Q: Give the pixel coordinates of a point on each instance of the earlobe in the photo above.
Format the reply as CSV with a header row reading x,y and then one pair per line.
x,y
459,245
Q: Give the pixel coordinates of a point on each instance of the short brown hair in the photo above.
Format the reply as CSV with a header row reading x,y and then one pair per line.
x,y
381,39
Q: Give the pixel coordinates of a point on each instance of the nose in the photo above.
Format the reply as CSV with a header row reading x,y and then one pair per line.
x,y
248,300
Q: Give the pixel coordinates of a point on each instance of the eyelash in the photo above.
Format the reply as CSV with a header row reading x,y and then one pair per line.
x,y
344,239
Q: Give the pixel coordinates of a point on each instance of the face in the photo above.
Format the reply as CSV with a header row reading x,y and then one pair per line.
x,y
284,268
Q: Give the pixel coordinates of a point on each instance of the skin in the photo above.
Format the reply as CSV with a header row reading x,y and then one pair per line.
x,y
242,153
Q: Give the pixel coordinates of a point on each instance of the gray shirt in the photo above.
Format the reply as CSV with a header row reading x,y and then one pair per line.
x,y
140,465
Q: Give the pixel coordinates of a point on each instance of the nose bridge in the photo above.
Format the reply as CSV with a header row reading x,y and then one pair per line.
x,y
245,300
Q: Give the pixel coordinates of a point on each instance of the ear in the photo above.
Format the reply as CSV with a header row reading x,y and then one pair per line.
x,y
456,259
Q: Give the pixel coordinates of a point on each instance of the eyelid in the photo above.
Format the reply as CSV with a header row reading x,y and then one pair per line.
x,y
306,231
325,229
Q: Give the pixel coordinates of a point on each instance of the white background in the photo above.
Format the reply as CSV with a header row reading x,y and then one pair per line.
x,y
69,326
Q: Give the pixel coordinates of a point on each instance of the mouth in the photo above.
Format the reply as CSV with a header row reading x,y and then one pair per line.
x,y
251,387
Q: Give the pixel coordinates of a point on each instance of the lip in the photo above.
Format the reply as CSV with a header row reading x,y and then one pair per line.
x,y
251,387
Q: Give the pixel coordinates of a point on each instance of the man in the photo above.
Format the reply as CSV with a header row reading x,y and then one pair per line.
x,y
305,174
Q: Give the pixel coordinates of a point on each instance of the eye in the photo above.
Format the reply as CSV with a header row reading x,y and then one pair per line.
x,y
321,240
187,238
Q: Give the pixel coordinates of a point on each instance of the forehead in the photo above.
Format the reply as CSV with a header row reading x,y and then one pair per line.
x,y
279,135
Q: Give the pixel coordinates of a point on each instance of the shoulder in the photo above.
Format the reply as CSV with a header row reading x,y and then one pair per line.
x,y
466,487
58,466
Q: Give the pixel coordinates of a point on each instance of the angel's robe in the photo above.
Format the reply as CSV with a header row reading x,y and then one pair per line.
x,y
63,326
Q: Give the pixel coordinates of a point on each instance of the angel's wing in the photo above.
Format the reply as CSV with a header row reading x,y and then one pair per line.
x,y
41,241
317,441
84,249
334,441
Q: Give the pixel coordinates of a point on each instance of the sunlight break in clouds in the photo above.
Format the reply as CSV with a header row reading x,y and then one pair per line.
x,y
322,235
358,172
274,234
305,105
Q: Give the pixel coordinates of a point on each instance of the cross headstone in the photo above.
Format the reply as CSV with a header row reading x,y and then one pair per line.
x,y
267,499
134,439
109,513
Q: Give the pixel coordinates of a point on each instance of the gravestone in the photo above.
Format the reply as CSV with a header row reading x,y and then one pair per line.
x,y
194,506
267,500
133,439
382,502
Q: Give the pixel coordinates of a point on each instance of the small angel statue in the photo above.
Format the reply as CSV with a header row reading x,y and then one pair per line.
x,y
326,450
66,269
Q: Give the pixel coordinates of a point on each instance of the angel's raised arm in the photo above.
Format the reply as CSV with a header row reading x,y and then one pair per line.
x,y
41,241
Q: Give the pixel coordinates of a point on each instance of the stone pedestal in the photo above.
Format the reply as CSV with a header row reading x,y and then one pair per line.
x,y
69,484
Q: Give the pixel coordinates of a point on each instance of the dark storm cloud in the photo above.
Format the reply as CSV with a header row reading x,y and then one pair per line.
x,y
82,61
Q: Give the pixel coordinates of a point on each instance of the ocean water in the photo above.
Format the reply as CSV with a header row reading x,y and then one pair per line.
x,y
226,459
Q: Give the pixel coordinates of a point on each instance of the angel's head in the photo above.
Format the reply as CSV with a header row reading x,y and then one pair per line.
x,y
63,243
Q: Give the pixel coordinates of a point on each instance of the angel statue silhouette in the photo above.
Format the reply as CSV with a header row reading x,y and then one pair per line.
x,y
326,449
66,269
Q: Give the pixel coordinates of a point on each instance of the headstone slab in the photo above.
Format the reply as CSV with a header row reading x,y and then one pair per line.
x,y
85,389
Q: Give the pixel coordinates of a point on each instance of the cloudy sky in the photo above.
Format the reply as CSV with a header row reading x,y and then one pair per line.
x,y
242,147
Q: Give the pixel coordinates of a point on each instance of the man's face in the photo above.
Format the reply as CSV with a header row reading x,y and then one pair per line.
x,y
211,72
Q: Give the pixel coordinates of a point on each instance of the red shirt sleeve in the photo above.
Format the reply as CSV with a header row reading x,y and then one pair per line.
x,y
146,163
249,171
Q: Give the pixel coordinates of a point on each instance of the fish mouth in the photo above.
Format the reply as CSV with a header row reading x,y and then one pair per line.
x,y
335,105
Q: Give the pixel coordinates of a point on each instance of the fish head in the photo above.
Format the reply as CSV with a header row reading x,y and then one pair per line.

####

Stated task: Recast all the entries above as a Markdown table with the columns Row and Line, one numbered row per line, leaving out blank lines.

Solution to this exercise:
| Row | Line |
|---|---|
| 1 | Q: Give the pixel coordinates of a point on each instance of the earlobe in the photo above. |
| 2 | Format the reply as CSV with a header row reading x,y and then one pair per line. |
| 3 | x,y |
| 4 | 459,245 |
| 5 | Q: Give the pixel coordinates of a point on each instance of the short brown hair in the photo above. |
| 6 | Format the reply as CSV with a header row reading x,y and then one pair per line. |
| 7 | x,y |
| 8 | 381,39 |
| 9 | Q: Give the pixel coordinates of a point on each instance of the nose in the photo above. |
| 10 | Format the reply as CSV with a header row reading x,y and then one pair per line. |
| 11 | x,y |
| 12 | 248,300 |
| 13 | Q: Give the pixel coordinates of a point on each instance of the eyelash in the photo above. |
| 14 | Format the reply as CSV with a header row reading x,y and then one pair per line. |
| 15 | x,y |
| 16 | 344,239 |
| 17 | Q: Give the pixel coordinates of a point on each instance of the face in the photo above. |
| 18 | Format the reply as CSV with a header row reading x,y and then one pair per line. |
| 19 | x,y |
| 20 | 284,268 |
| 21 | Q: Give the pixel coordinates of a point on each instance of the skin in the photo above. |
| 22 | Format the reply as CSV with a header row reading x,y and then one pair per line. |
| 23 | x,y |
| 24 | 242,153 |
| 25 | Q: Give the pixel coordinates of a point on each instance of the gray shirt in the photo above. |
| 26 | Format the reply as CSV with a header row reading x,y and then one pair per line. |
| 27 | x,y |
| 28 | 140,465 |
| 29 | Q: Give the pixel coordinates of a point on each instance of the nose bridge in the photo above. |
| 30 | Format the reply as CSV with a header row reading x,y and then one pair per line. |
| 31 | x,y |
| 32 | 245,300 |
| 33 | Q: Give the pixel coordinates of a point on each instance of the ear in the photo above. |
| 34 | Format the reply as CSV with a header row reading x,y and then one pair per line. |
| 35 | x,y |
| 36 | 456,259 |
| 37 | Q: Give the pixel coordinates of a point on each instance of the eyelid in the photo above. |
| 38 | Format the reply as CSV with a header row reading x,y and then one pair per line. |
| 39 | x,y |
| 40 | 306,231 |
| 41 | 325,229 |
| 42 | Q: Give the pixel coordinates of a point on each instance of the white background in the photo above. |
| 43 | Format the reply as CSV with a header row reading x,y and then one pair per line. |
| 44 | x,y |
| 45 | 69,326 |
| 46 | Q: Give the pixel coordinates of a point on each instance of the mouth in the photo above. |
| 47 | Format the reply as CSV with a header row reading x,y and then one pair per line. |
| 48 | x,y |
| 49 | 251,387 |
| 50 | Q: Give the pixel coordinates of a point on each instance of the lip in the photo above. |
| 51 | Format the reply as CSV with a header row reading x,y and then one pair per line. |
| 52 | x,y |
| 53 | 251,387 |
| 54 | Q: Give the pixel coordinates of a point on each instance of the man in the photo above. |
| 55 | Format the reply as CSV with a header row reading x,y and then one pair per line. |
| 56 | x,y |
| 57 | 305,174 |
| 58 | Q: Give the pixel coordinates of a point on each instance of the eye in the photo above. |
| 59 | Format the reply as CSV with a header row reading x,y and then one pair per line. |
| 60 | x,y |
| 61 | 321,240 |
| 62 | 187,238 |
| 63 | Q: Give the pixel coordinates of a point on each instance of the forehead in the photo above. |
| 64 | Format the reply as CSV with a header row reading x,y and then one pair per line. |
| 65 | x,y |
| 66 | 279,135 |
| 67 | Q: Give the pixel coordinates of a point on each instance of the shoulder in the photo above. |
| 68 | Format the reply as CSV with a header row reading x,y and then one pair per line. |
| 69 | x,y |
| 70 | 466,487 |
| 71 | 58,466 |
| 72 | Q: Give the pixel coordinates of a point on each instance of the angel's robe in the photo above. |
| 73 | Format the reply as CSV with a header row reading x,y and then one pair per line. |
| 74 | x,y |
| 75 | 63,326 |
| 76 | Q: Give the pixel coordinates of a point on each instance of the angel's wing in the photo above. |
| 77 | Format the reply as CSV with a header row reading x,y and then one pair per line. |
| 78 | x,y |
| 79 | 41,241 |
| 80 | 317,441 |
| 81 | 84,249 |
| 82 | 334,441 |
| 83 | Q: Give the pixel coordinates of a point on each instance of the sunlight break in clouds in the photo above. |
| 84 | Format the reply as CSV with a header row reading x,y and then one pair per line. |
| 85 | x,y |
| 86 | 322,235 |
| 87 | 358,172 |
| 88 | 274,234 |
| 89 | 305,105 |
| 90 | Q: Give the pixel coordinates of a point on each instance of the cross headstone in the photo above. |
| 91 | Format the reply as CSV with a header row reading x,y and then one pair per line. |
| 92 | x,y |
| 93 | 267,499 |
| 94 | 134,439 |
| 95 | 109,513 |
| 96 | Q: Give the pixel coordinates of a point on each instance of the gravestone in the photo above. |
| 97 | Format the reply as CSV with a header row reading x,y and then one pair per line. |
| 98 | x,y |
| 99 | 194,506 |
| 100 | 267,500 |
| 101 | 133,439 |
| 102 | 382,502 |
| 103 | Q: Give the pixel coordinates of a point on each instance of the small angel statue in the photo above. |
| 104 | Format the reply as CSV with a header row reading x,y and then one pair per line. |
| 105 | x,y |
| 106 | 326,450 |
| 107 | 66,269 |
| 108 | Q: Give the pixel coordinates of a point on each instance of the angel's raised arm in the photo above. |
| 109 | Format the reply as CSV with a header row reading x,y and then one pair per line. |
| 110 | x,y |
| 111 | 41,241 |
| 112 | Q: Give the pixel coordinates of a point on each instance of the stone pedestal in the photo above. |
| 113 | Format the reply as CSV with a header row reading x,y and then one pair per line. |
| 114 | x,y |
| 115 | 69,484 |
| 116 | Q: Give the pixel coordinates of a point on each instance of the dark storm cloud in the photo above. |
| 117 | Format the reply as CSV with a header row reading x,y and then one pair per line. |
| 118 | x,y |
| 119 | 82,61 |
| 120 | Q: Give the pixel coordinates of a point on each instance of the ocean water in the photo above. |
| 121 | Format the reply as CSV with a header row reading x,y and then one pair per line. |
| 122 | x,y |
| 123 | 226,459 |
| 124 | Q: Give the pixel coordinates of a point on each instance of the angel's head in the photo above. |
| 125 | Format the reply as CSV with a header row reading x,y and then one pair per line. |
| 126 | x,y |
| 127 | 63,243 |
| 128 | Q: Give the pixel coordinates of a point on each instance of the angel statue silhouette in the photo above. |
| 129 | Format the reply as CSV with a header row reading x,y and then one pair per line. |
| 130 | x,y |
| 131 | 326,449 |
| 132 | 66,269 |
| 133 | Q: Give the pixel coordinates of a point on each instance of the headstone slab in the photo above. |
| 134 | Format the reply as CSV with a header row reading x,y and then one pair per line. |
| 135 | x,y |
| 136 | 85,389 |
| 137 | Q: Give the pixel coordinates of a point on each instance of the cloudy sky in the photo above. |
| 138 | Format the reply as CSV with a header row reading x,y and then one pair per line. |
| 139 | x,y |
| 140 | 242,147 |
| 141 | Q: Give the pixel coordinates of a point on each instance of the man's face in the photo above. |
| 142 | Format the reply as CSV with a header row reading x,y and then one pair per line. |
| 143 | x,y |
| 144 | 211,72 |
| 145 | Q: Give the pixel coordinates of a point on each instance of the red shirt sleeve in the photo above. |
| 146 | Format the reply as CSV with a header row reading x,y and then one pair per line. |
| 147 | x,y |
| 148 | 146,163 |
| 149 | 249,171 |
| 150 | Q: Give the pixel coordinates of a point on each instance of the fish mouth in the photo above. |
| 151 | Format the reply as CSV with a header row reading x,y and then one pair per line. |
| 152 | x,y |
| 153 | 335,105 |
| 154 | Q: Give the pixel coordinates of a point on each instance of the fish head in the photo above. |
| 155 | Format the reply as CSV with a header row reading x,y and then one pair per line. |